:: Extracted data ::

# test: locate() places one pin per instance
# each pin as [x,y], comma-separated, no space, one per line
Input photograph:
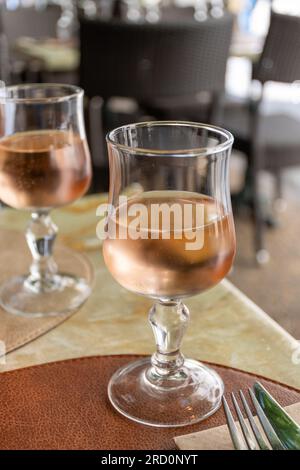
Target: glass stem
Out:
[40,235]
[169,321]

:::

» Requirements: Lay out every entry above as a two-column CSV with the headers entry_text and answer, one row per entry. Put each value in a single quoted field with line breaks replaced by spaces, and omit the pictures.

» Exercise solution:
entry_text,answer
"# test: locate() places one pin per instance # each pin as [x,y], comma-separated, no space, one per line Input photograph: Target: glass stem Out:","[40,235] [169,321]"